Look through the data that follows and say how many of its lines contain "lace", giving the number only.

STORED DATA
==============================
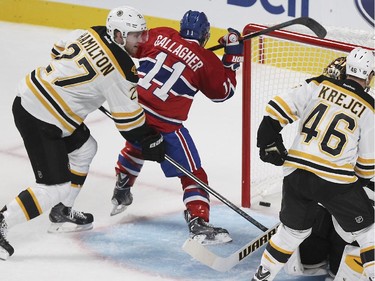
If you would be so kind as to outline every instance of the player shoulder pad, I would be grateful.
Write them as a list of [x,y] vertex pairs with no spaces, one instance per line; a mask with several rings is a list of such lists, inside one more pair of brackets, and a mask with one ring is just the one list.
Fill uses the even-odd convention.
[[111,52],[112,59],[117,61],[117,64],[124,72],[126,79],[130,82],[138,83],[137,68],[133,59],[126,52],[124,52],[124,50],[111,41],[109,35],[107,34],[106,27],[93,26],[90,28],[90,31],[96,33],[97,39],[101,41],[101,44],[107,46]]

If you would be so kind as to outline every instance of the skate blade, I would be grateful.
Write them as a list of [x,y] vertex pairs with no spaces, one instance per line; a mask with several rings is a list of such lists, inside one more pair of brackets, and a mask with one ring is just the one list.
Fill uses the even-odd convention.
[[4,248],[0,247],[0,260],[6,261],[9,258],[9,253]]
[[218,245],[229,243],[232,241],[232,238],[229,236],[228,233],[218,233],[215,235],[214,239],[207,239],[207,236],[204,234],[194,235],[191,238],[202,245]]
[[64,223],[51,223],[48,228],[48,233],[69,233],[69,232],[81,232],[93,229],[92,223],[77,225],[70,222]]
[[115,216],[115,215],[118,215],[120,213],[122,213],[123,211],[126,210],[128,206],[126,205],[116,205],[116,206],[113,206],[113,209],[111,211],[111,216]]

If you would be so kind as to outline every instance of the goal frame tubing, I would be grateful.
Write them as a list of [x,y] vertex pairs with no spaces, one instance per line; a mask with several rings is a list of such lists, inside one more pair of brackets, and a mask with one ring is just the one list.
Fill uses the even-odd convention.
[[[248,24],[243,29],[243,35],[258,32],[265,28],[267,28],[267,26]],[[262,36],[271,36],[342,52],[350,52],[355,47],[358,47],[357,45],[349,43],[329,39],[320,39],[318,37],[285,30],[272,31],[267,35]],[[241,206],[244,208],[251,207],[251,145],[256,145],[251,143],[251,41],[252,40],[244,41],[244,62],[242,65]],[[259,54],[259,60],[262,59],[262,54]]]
==============================
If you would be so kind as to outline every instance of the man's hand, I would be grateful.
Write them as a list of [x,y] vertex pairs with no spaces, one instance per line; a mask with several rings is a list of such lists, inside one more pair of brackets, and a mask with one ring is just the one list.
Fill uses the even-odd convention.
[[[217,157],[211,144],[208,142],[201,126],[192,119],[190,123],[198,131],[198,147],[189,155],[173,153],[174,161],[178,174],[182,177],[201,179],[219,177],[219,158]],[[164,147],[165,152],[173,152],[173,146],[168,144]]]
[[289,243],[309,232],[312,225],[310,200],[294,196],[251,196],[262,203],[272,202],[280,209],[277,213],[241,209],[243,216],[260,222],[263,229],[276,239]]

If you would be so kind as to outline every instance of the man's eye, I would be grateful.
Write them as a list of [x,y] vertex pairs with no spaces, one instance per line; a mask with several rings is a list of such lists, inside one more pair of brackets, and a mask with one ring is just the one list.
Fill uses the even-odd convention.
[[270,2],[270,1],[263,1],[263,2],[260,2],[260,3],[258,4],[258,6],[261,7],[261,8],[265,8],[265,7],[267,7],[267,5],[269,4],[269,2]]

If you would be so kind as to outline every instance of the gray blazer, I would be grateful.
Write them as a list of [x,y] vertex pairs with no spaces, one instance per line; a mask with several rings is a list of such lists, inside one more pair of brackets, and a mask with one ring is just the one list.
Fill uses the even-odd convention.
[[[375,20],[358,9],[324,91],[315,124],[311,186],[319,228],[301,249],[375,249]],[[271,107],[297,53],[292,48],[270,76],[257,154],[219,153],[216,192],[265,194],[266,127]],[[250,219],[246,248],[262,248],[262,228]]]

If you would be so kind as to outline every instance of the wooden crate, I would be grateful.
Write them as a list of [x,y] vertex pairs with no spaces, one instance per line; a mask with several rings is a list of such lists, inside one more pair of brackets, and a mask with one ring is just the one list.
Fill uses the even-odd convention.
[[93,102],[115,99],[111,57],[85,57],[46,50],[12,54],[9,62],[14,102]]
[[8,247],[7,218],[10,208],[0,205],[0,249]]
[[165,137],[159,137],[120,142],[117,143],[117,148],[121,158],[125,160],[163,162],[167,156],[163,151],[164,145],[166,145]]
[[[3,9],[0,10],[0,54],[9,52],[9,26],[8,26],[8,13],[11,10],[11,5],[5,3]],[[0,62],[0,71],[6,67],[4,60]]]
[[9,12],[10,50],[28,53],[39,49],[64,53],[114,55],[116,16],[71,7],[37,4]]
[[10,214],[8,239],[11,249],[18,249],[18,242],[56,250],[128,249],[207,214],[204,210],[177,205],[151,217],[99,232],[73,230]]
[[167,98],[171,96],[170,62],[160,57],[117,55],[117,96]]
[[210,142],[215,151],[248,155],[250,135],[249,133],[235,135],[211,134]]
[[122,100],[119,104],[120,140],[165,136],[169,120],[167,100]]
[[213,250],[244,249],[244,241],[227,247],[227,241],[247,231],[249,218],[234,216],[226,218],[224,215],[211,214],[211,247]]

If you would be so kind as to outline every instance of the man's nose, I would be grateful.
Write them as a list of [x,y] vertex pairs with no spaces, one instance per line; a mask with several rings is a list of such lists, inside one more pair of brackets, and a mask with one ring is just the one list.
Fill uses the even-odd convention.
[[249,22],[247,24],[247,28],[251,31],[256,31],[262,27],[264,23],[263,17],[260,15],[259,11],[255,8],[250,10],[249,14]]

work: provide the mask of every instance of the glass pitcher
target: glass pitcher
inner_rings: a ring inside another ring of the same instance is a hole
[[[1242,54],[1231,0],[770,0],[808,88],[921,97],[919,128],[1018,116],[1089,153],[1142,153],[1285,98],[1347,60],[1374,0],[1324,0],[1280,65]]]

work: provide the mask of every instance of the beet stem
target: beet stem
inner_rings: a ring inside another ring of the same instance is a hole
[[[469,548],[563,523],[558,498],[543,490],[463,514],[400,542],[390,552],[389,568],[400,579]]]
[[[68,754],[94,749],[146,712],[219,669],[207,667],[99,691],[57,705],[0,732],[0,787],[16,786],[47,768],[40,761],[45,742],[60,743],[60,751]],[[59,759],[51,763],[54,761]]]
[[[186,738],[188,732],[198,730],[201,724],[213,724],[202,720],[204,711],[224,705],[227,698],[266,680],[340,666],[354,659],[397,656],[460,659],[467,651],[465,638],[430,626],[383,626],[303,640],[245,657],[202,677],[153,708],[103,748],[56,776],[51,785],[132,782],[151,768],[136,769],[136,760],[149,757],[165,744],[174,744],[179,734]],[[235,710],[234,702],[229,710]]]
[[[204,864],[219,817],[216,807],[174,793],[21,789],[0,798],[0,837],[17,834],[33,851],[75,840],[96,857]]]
==============================
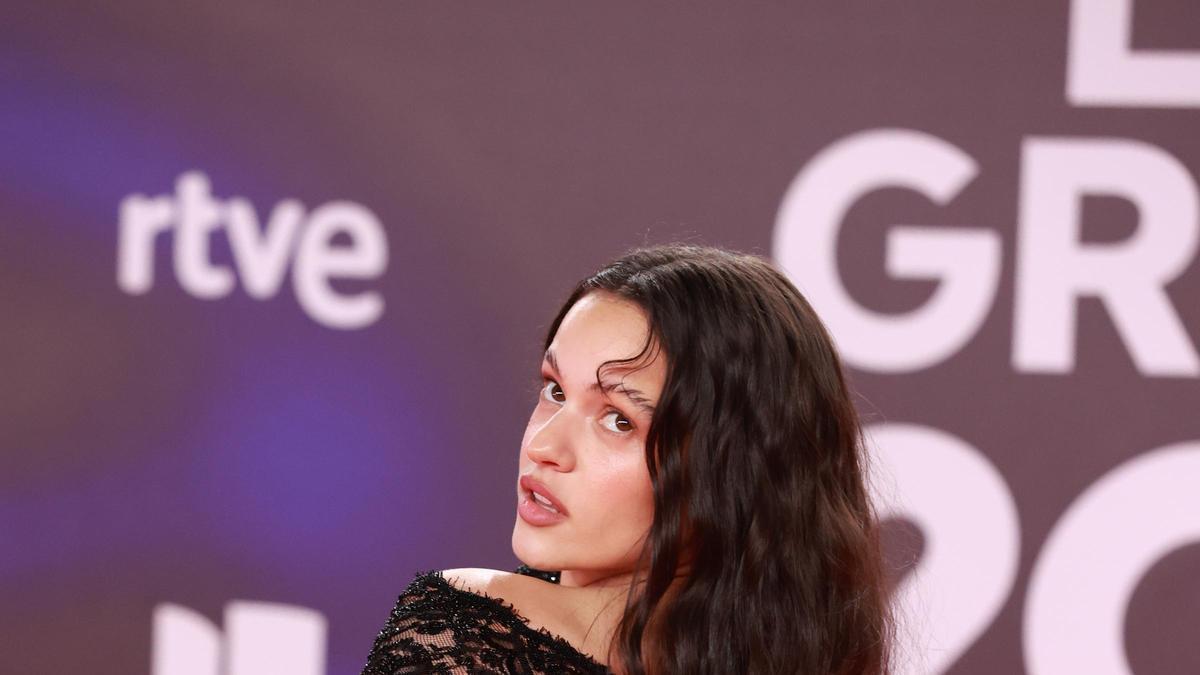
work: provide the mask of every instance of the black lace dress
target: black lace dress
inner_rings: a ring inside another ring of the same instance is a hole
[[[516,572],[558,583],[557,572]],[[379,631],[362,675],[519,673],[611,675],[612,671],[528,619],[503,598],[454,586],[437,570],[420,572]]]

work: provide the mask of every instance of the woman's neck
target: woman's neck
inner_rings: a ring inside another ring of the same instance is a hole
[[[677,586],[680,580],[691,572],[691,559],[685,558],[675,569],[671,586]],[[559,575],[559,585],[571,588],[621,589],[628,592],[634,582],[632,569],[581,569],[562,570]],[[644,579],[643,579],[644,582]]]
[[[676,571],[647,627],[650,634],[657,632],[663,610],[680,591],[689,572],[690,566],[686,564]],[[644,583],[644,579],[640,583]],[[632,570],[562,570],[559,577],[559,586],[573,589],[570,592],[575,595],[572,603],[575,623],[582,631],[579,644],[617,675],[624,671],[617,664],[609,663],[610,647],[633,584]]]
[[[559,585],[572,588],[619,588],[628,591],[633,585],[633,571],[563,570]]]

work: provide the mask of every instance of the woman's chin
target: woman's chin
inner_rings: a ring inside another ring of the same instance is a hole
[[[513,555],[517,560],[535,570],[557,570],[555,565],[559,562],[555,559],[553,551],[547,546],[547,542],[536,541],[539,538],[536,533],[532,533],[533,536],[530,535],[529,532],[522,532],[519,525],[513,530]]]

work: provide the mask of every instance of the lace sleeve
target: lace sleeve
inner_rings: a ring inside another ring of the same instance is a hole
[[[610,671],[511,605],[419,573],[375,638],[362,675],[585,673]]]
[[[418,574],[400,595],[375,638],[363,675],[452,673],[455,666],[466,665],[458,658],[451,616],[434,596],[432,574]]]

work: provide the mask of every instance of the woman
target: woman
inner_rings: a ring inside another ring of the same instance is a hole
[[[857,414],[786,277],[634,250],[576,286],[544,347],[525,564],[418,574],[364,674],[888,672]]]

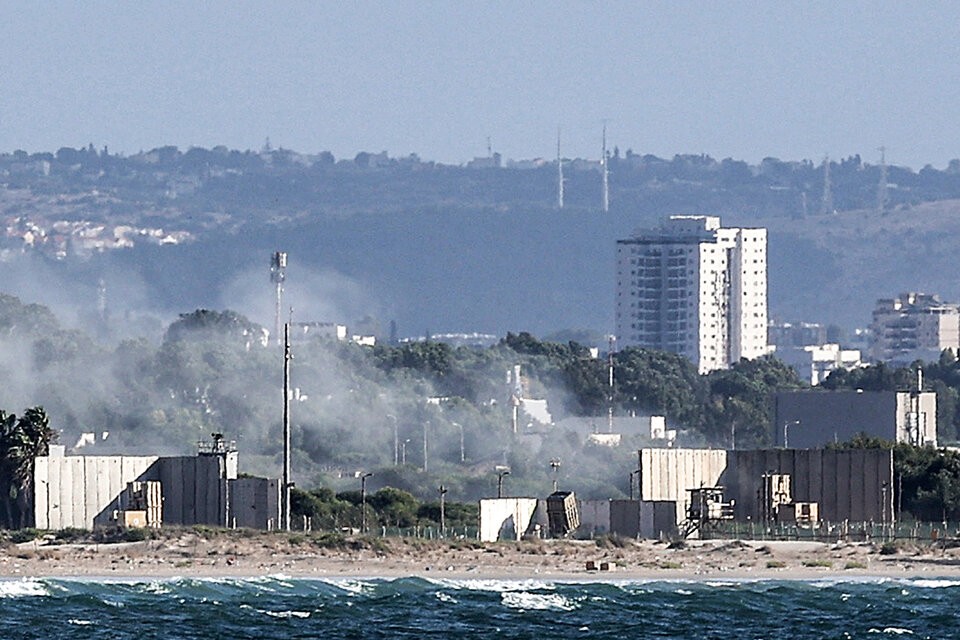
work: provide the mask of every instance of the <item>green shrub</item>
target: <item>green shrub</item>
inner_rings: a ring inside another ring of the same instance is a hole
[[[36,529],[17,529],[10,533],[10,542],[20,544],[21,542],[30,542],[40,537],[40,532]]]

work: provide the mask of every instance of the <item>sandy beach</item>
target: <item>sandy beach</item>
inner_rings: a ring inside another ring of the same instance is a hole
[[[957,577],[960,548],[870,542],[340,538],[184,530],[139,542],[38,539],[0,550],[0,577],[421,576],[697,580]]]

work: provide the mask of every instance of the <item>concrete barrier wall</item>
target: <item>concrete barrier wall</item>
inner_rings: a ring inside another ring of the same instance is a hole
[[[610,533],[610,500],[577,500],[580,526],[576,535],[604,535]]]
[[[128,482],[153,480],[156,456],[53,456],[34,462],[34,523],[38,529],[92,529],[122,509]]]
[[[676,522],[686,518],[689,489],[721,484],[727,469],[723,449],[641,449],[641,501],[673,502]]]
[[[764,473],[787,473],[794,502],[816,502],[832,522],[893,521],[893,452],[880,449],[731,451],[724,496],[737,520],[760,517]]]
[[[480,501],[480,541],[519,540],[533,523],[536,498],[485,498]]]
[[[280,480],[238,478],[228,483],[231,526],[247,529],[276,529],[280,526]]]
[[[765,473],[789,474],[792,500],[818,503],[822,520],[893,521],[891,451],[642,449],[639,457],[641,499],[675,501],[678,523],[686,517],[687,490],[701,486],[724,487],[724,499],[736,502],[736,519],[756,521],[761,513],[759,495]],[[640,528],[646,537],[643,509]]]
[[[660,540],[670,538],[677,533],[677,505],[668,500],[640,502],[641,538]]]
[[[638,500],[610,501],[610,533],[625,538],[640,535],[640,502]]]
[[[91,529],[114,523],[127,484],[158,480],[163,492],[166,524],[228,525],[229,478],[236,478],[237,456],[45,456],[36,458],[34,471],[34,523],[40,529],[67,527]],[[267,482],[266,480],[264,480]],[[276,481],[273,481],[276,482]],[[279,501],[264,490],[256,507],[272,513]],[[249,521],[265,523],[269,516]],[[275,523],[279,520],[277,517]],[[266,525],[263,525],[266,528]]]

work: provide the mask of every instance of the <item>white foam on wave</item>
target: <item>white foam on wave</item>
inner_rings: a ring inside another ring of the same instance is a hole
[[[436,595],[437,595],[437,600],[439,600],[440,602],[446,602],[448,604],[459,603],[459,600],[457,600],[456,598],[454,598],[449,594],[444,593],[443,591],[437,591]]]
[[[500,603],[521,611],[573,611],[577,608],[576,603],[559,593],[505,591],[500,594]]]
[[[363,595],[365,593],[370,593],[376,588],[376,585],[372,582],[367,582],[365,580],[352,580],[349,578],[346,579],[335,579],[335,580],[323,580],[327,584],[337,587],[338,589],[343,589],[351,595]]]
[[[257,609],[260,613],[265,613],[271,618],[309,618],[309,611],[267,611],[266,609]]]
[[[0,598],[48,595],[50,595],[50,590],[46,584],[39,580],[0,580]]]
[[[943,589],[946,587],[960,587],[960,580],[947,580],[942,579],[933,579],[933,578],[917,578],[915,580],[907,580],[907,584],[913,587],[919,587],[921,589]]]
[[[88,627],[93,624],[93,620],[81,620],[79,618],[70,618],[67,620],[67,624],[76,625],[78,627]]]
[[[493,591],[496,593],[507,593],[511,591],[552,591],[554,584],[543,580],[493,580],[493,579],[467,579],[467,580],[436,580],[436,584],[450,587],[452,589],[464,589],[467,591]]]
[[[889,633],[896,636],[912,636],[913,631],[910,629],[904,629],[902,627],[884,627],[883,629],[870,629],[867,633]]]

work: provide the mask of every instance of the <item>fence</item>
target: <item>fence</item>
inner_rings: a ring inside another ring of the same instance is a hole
==============================
YOUR RESPONSE
4